Lesetext
_____

Meinung GroKo-Vereinbarung zum Paragraphen 219a: Mehr Pragmatismus, bitte!
Berlin · Anstatt im Falle des sogenannten Werbeverbots-Paragraphen eine praktikable Regelung zu finden, haben sich Union und SPD in einen Streit verheddert, der an den Fall Maaßen erinnert. Ein Kommentar.
Frauen dürfen ihre Schwangerschaft bis zur zwölften Woche abbrechen, wenn sie sich vorher beraten lassen. So steht es nun schon seit mehr als zwei Jahrzehnten im Gesetzblatt. Diese pragmatische Abwägung zwischen dem Schutz des ungeborenen Lebens und dem Selbstbestimmungsrecht der Frau hat sich im Großen und Ganzen bewährt. Im Strafgesetzbuch steht allerdings auch der Paragraph 219a. Demnach müssen Ärzte mit Strafanzeigen rechnen, wenn sie auf Abbrüche hinweisen. Beides will nicht recht zueinander passen.
Doch anstatt auch im Falle dieses sogenannten Werbeverbots-Paragraphen eine praktikable Regelung zu finden, haben sich Union und SPD in einen Streit verheddert, der an den Fall Maaßen erinnert. Auch da stand die Koalition zeitweilig vor dem Bruch.

_____

Aufgaben und Übungen
**A.** Beantworten Sie die folgenden Fragen zum Kommentar über den Paragraphen 219a.
(i) Bis zu welcher Woche dürfen Frauen ihre Schwangerschaft abbrechen, und unter welcher Bedingung?
(ii) Womit müssen Ärzte nach dem Paragraphen 219a rechnen, wenn sie auf Abbrüche hinweisen?
(iii) An welchen Fall erinnert der Streit zwischen Union und SPD?
**B.** Setzen Sie den Kommentar über den Paragraphen 219a nach seinem letzten Satz mit einigen eigenen Sätzen fort.

Gesammelte Daten
_____

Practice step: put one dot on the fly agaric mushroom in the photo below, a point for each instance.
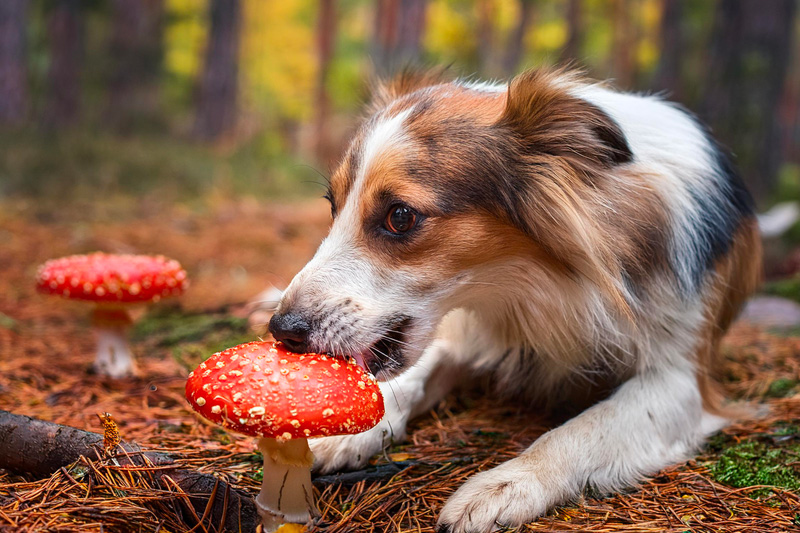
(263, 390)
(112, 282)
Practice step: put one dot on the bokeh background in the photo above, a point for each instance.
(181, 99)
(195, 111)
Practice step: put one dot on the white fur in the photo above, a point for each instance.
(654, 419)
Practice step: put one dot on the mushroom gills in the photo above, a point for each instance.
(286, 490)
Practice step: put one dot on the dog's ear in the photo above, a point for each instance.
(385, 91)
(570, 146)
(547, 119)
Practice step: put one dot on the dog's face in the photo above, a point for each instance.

_____

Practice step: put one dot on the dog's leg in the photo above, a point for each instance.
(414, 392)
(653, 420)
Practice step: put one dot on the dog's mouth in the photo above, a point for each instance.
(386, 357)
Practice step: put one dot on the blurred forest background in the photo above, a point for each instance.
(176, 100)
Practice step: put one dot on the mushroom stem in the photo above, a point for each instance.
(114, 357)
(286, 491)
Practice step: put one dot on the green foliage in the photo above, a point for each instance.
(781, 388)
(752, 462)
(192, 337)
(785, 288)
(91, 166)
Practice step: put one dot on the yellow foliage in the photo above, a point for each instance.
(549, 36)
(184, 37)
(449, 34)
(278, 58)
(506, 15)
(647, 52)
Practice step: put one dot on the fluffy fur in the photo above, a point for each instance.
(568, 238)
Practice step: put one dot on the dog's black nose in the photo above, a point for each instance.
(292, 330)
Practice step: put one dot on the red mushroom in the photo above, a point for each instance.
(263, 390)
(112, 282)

_____

Lösungen zur Übung
**A.**
(i) Bis zur zwölften Woche, wenn sie sich vorher beraten lassen.
(ii) Sie müssen mit Strafanzeigen rechnen.
(iii) Der Streit erinnert an den Fall Maaßen.

**B.**
Für die auf mehr Konservatismus bedachte Union ist es zur Schlüsselfrage geworden, ob Ärzte über Schwangerschaftsabbrüche informieren dürfen oder nicht. Und die SPD greift nach jedem Strohhalm, um sich ihrem schier unaufhaltsamen Niedergang entgegenzustemmen. Da kommen auch vergleichsweise kleinere Probleme ganz groß raus. Mit der nunmehr gefundenen Verabredung sind die Differenzen längst noch nicht ausgeräumt. Die „Lösung“ lautet, eine Lösung im Januar zu präsentieren. Das mag politisch dem Weihnachtsfrieden dienen, aber nicht den vielen verunsicherten Medizinern. Und den betroffenen Frauen schon gar nicht.
Dabei gibt es längst Vorschläge, die einfach umzusetzen wären. So hatte die Bundesärztekammer schon vor Monaten angeregt, ein Internet-Portal einzurichten, das von einer unabhängigen Stelle betrieben wird und über die Rechtslage sowie Beratungsstellen und zuständige Ärzte informiert. Das würde den Bedürfnissen der Frauen gerecht, die die zweifellos sehr schwierige Entscheidung über einen Abbruch umtreibt, aber auch den Interessen der Ärzte, weil sie wegen entsprechender Auskünfte keine Strafverfolgung mehr befürchten müssten. Vielleicht kommen Union und SPD ja über Weihnachten zur Besinnung.